Direction 1: According to the donation proposal, which Kubernetes versions does the driver target?
Direction 2: From the donation proposal, write out word for word the part that opens with the words containing "It provides two" and closes with "Multi-Node NVLink (MNNVL)".

— start Text excerpt —

Hi SIG-Node Folks,
We are writing to explore the possibility of donating the
NVIDIA DRA Driver for GPUs repository to the Kubernetes project under SIG-Node stewardship.
What it is: This is a Dynamic Resource Allocation (DRA) driver that enables flexible GPU allocation and orchestration in Kubernetes.
It provides two primary capabilities:
- GPU device allocation — dynamic GPU management including support for static MIG partitioning (dynamic MIG partitioning is an alpha feature)
- ComputeDomains — an abstraction to enable secure isolation for high-bandwidth GPU-GPU memory sharing across multi-node workloads over Multi-Node NVLink (MNNVL)
The project is Apache 2.0 licensed, targets Kubernetes 1.32+, and is actively maintained.
Why SIG-Node: As DRA matures as a core Kubernetes feature, having a well-tested, full featured driver within the Kubernetes org would benefit the broader community by:
- Providing a canonical example of a non-trivial DRA driver implementation
- Enabling tighter collaboration between the team maintaining this component and upstream Kubernetes maintainers on the DRA API surface and future DRA directions
- Broadening the maintainer base and ensuring long-term sustainability
- Helping to ensure Kubernetes scheduling and node management fully support GPUs as first-class resources going forward
- Serving as a reference implementation for GPU acceleration in the Kubernetes AI conformance program
Current state: The driver has 5 components (2 kubelet plugins, a controller, a dynamically provisioned set of compute-domain daemons, and a webhook), an active CI pipeline, and regular releases. We believe it is mature enough for community-driven development.
We are actively working on options to expand our community owned/driven prow infrastructure to allow for testing the features in this repo as well.
Looking forward to your thoughts.
Thanks,
Kevin Klues
Davanum Srinivas
(with our Nvidia Hats on)

— end Text excerpt —
— start Dataset —

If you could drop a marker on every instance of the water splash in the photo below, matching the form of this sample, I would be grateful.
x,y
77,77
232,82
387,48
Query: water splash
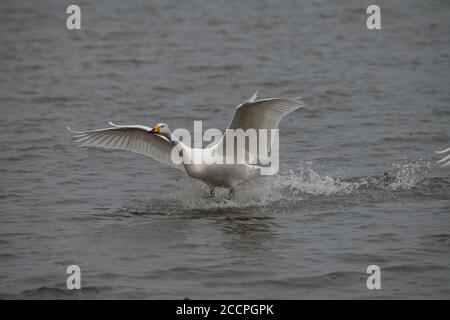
x,y
302,184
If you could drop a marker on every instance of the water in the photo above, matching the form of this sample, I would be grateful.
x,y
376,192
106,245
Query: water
x,y
358,184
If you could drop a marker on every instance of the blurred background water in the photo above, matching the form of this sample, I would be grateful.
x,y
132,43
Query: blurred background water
x,y
358,183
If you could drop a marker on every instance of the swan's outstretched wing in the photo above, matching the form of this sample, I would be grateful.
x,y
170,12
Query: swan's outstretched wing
x,y
134,138
444,162
259,114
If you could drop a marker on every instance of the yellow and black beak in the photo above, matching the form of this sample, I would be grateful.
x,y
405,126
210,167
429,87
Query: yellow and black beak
x,y
155,129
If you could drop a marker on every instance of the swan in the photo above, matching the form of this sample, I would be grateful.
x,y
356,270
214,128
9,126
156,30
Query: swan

— end Dataset —

Exercise output 1: Kubernetes 1.32+

Exercise output 2:
It provides two primary capabilities:
- GPU device allocation — dynamic GPU management including support for static MIG partitioning (dynamic MIG partitioning is an alpha feature)
- ComputeDomains — an abstraction to enable secure isolation for high-bandwidth GPU-GPU memory sharing across multi-node workloads over Multi-Node NVLink (MNNVL)